### Exercise data
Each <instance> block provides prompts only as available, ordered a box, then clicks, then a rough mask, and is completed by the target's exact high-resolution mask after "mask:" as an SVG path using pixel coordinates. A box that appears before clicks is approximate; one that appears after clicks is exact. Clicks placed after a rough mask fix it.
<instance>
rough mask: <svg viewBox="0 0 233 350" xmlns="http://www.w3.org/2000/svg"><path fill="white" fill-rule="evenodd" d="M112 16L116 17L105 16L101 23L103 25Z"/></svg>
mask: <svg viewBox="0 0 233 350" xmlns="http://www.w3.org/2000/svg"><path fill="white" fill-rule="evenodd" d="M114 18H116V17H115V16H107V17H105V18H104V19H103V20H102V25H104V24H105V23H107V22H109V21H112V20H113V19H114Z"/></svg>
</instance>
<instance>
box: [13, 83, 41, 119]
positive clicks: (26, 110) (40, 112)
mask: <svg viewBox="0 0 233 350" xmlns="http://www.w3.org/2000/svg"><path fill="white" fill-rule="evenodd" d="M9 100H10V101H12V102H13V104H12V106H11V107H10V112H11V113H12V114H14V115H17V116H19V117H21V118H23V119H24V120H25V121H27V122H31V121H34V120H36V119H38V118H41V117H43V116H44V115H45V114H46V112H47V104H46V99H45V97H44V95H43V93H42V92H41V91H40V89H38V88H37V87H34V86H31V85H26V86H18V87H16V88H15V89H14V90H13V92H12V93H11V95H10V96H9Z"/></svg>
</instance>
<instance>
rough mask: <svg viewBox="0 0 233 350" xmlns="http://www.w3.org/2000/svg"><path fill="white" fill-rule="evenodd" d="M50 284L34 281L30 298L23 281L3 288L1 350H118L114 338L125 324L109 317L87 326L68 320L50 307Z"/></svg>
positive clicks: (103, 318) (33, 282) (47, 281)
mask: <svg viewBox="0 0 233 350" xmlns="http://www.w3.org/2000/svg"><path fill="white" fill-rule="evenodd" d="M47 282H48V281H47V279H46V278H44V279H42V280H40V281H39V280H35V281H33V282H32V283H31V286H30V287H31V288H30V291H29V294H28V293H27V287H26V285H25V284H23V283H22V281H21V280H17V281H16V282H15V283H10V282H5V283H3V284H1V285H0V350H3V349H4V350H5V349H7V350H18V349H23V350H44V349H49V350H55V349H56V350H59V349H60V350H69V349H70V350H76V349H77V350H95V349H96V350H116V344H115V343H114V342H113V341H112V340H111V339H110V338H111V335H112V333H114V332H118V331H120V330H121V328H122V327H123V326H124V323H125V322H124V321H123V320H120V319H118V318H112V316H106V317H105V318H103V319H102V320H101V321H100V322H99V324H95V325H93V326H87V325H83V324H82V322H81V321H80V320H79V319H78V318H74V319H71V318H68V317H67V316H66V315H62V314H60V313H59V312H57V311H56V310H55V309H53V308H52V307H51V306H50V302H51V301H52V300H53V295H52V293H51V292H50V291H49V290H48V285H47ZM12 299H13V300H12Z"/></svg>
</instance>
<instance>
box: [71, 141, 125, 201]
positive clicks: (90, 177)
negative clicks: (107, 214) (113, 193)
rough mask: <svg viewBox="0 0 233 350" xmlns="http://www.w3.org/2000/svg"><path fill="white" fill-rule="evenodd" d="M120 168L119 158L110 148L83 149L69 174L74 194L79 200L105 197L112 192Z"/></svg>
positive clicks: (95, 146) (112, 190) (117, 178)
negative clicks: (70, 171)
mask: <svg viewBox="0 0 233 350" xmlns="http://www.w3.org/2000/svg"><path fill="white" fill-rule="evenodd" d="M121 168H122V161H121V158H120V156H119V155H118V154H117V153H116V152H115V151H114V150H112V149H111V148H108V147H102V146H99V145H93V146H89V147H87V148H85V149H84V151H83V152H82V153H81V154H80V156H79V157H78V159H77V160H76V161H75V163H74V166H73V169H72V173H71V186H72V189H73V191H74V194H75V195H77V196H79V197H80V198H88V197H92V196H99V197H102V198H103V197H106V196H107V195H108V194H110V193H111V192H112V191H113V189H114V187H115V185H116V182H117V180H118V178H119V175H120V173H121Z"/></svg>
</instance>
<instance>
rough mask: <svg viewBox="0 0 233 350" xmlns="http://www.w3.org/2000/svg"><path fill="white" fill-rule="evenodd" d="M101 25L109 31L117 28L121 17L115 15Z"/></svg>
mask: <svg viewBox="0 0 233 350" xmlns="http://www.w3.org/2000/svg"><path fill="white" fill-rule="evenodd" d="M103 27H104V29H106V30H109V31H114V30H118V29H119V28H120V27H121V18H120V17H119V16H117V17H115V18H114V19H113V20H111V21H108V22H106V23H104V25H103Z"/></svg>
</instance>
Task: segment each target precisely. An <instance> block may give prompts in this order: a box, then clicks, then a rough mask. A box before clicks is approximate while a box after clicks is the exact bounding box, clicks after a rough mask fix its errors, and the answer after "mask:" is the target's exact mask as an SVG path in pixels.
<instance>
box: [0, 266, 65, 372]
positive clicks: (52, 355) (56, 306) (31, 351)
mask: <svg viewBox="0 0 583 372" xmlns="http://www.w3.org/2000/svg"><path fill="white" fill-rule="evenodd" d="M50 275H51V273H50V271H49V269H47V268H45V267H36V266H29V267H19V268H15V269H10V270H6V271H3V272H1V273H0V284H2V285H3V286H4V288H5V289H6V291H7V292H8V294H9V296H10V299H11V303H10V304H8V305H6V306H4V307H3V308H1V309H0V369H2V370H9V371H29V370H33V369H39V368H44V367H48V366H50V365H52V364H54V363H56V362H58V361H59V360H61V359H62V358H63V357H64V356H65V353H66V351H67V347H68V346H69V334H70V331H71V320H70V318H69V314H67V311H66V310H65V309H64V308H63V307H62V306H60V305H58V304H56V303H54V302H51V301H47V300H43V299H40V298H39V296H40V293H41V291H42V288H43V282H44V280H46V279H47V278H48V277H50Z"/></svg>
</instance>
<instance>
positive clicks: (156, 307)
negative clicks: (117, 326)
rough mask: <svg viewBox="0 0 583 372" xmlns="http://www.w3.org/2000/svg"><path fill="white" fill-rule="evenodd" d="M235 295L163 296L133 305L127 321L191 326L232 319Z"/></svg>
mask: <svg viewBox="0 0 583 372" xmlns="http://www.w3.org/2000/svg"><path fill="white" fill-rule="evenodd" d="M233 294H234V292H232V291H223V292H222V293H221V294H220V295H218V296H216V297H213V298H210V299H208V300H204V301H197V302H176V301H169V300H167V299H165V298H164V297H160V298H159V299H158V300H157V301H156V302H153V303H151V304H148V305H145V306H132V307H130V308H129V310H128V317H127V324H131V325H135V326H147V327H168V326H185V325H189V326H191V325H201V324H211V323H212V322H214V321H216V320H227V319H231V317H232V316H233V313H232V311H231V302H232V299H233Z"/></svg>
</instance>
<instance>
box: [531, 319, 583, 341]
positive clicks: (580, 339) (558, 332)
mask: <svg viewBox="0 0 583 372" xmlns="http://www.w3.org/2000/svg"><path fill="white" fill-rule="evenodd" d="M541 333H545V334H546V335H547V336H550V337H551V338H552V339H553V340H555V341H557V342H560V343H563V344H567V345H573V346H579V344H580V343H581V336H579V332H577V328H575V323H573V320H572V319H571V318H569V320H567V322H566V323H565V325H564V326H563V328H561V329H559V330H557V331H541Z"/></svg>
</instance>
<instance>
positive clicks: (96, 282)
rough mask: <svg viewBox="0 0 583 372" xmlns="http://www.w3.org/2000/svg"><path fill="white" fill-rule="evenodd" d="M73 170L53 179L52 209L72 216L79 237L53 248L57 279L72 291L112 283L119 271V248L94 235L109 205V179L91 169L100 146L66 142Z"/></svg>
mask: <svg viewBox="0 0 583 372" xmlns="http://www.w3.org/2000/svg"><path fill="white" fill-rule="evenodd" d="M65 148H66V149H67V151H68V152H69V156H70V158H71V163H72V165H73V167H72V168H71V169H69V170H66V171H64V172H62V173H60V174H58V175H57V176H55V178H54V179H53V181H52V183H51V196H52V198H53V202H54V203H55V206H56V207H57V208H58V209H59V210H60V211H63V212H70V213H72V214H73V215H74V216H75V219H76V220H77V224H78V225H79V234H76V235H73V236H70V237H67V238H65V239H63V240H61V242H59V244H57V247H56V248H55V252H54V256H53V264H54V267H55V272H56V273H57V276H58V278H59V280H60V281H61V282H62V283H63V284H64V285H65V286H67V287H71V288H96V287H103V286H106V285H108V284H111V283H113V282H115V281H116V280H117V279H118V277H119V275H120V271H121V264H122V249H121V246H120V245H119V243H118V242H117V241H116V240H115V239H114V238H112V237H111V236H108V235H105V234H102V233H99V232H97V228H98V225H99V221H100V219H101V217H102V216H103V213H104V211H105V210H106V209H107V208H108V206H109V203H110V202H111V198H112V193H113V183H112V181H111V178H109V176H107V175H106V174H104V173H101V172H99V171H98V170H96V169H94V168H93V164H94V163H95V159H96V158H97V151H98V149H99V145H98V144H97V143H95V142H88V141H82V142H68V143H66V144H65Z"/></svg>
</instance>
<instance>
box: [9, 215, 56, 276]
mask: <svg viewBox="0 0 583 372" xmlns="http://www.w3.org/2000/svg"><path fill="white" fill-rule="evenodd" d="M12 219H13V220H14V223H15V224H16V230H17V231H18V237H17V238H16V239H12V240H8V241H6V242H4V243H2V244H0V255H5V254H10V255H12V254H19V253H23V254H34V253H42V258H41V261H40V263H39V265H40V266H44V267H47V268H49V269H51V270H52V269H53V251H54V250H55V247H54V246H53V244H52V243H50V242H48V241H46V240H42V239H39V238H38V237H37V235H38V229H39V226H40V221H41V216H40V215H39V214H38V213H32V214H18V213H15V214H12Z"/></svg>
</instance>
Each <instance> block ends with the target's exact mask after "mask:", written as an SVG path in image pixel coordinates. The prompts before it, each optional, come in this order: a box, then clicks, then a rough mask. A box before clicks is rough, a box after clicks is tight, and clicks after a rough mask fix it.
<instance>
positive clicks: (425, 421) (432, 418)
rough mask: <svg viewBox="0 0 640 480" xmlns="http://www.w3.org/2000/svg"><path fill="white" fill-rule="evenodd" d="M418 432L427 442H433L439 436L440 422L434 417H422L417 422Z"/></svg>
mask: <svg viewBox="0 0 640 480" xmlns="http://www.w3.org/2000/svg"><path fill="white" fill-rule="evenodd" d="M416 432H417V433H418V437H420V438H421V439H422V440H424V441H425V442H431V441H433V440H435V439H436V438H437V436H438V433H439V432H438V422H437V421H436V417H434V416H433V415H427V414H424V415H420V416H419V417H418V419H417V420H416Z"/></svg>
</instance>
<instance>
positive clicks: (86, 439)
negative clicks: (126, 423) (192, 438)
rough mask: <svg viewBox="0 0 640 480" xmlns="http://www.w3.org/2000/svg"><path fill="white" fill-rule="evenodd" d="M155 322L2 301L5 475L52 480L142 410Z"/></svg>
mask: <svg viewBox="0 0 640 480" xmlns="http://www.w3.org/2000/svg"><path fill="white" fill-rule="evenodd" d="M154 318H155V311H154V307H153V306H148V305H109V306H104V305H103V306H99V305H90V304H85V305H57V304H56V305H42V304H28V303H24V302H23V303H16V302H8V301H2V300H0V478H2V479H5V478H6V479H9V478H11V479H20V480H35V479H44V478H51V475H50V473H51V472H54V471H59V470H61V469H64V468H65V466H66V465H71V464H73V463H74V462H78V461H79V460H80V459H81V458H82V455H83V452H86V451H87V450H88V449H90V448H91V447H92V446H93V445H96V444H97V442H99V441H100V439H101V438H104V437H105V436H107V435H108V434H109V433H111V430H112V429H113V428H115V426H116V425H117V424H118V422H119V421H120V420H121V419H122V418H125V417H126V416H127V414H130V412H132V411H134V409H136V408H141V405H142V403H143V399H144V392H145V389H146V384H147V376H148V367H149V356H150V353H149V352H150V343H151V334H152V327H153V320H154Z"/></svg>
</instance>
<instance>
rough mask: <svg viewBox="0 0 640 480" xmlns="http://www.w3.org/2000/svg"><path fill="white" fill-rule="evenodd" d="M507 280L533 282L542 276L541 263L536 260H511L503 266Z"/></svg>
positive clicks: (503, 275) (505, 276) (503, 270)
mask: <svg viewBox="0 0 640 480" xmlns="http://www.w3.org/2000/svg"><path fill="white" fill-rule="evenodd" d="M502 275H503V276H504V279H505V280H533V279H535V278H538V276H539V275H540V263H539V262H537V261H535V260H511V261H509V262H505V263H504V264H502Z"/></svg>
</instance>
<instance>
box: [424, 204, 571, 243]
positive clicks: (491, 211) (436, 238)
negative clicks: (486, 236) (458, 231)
######
▶ _Your objective_: Only the lines above from the one with "box: [13, 83, 41, 119]" through the one with "284L34 281L30 298L23" should be duplicated, character for character.

▶ _Result for this task_:
box: [13, 83, 41, 119]
positive clicks: (26, 110) (40, 112)
mask: <svg viewBox="0 0 233 350" xmlns="http://www.w3.org/2000/svg"><path fill="white" fill-rule="evenodd" d="M9 100H10V101H12V102H13V104H12V106H11V107H10V112H11V113H12V114H14V115H17V116H19V117H21V118H23V119H24V120H25V121H27V122H31V121H34V120H36V119H38V118H41V117H43V116H44V115H45V114H46V112H47V104H46V99H45V97H44V95H43V93H42V92H41V91H40V89H38V88H37V87H34V86H31V85H26V86H18V87H16V88H15V89H14V90H13V92H12V93H11V95H10V96H9Z"/></svg>
</instance>
<instance>
rough mask: <svg viewBox="0 0 233 350" xmlns="http://www.w3.org/2000/svg"><path fill="white" fill-rule="evenodd" d="M50 284L34 281L30 298L23 281L3 288L1 350H118L114 338L125 324L109 317L87 326L68 320L50 307Z"/></svg>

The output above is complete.